→ TRY IT
Below are some records. Copy every line in them that holds "wall".

[Referring expression data]
#####
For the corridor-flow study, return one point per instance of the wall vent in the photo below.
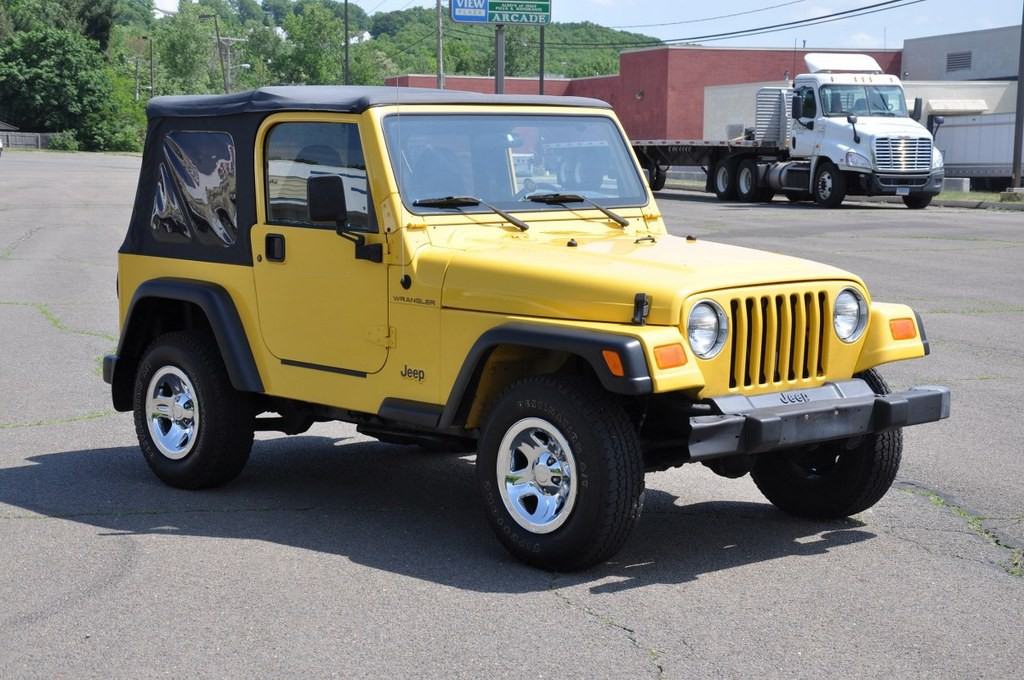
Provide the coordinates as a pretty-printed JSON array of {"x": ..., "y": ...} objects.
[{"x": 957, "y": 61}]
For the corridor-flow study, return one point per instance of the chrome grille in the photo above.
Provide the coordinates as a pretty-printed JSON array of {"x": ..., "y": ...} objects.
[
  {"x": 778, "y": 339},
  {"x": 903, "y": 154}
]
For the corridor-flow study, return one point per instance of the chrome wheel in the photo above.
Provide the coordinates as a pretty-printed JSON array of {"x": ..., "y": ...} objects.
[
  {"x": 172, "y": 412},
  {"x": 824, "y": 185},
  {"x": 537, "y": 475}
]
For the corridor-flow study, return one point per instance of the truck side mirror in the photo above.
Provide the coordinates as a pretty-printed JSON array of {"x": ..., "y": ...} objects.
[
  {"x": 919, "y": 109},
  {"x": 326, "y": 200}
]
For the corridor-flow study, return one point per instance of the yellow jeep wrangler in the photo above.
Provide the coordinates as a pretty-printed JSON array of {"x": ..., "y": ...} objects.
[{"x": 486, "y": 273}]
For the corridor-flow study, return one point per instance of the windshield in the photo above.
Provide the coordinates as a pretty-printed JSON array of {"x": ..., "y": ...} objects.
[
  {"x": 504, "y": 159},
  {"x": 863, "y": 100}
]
#####
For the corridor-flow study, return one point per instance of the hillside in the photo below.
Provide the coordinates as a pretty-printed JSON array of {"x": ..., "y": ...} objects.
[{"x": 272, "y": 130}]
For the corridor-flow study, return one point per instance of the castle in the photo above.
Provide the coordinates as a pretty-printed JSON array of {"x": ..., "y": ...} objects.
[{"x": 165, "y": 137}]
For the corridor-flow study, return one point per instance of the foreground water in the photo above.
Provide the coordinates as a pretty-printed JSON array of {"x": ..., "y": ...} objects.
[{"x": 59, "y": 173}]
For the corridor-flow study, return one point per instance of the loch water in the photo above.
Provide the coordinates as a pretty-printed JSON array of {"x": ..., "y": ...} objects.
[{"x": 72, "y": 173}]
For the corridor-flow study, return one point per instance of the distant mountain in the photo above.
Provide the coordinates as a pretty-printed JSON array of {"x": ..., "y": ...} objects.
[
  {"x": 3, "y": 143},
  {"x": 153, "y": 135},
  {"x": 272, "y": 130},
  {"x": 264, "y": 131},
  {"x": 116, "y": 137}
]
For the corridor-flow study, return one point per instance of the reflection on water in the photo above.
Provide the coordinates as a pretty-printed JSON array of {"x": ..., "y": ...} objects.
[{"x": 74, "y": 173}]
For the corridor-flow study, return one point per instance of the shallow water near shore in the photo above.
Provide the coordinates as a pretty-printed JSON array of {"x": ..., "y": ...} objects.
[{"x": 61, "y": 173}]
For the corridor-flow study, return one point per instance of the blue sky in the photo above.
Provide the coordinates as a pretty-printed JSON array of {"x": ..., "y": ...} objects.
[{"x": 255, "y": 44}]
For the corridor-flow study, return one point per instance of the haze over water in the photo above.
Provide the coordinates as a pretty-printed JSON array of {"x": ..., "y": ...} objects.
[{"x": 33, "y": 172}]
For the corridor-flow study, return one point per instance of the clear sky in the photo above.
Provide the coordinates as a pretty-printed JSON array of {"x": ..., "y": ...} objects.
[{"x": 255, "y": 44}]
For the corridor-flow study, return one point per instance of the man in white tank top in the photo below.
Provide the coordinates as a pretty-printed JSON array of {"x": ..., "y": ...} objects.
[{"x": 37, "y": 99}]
#####
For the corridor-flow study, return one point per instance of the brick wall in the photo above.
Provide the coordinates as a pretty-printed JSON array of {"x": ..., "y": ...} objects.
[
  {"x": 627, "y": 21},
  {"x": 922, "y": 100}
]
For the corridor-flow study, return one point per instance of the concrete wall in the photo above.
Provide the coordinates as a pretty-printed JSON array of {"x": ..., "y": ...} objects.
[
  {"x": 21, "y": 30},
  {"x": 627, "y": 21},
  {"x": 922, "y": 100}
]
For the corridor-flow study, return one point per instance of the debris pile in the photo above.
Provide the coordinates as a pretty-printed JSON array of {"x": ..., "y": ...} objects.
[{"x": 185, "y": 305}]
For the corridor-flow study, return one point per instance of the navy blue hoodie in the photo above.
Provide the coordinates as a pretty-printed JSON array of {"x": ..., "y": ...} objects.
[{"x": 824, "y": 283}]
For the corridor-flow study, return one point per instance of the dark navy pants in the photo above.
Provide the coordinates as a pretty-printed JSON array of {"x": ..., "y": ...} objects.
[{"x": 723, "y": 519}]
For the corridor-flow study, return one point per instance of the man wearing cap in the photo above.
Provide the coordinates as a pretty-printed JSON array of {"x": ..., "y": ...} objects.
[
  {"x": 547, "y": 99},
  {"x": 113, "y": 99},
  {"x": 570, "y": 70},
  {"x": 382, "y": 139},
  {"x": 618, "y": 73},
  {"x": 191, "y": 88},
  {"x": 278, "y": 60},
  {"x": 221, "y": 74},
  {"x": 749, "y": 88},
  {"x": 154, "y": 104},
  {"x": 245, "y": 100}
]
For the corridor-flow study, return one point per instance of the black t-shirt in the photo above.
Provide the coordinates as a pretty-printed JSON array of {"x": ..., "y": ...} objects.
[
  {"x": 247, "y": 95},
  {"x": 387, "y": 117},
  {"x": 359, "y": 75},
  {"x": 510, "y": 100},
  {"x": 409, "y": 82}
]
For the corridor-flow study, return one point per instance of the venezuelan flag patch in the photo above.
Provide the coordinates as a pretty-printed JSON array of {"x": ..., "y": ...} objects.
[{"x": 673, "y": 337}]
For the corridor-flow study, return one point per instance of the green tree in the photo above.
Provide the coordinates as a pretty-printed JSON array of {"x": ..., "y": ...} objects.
#####
→ RESPONSE TO THIS TASK
For the corridor-flow study, return one point per instance of the wall vent in the photo below.
For the corridor-flow study, return one point per instance of the brick wall in the photo above.
For the corridor-flow study, return one point per instance of the concrete wall in the photo above.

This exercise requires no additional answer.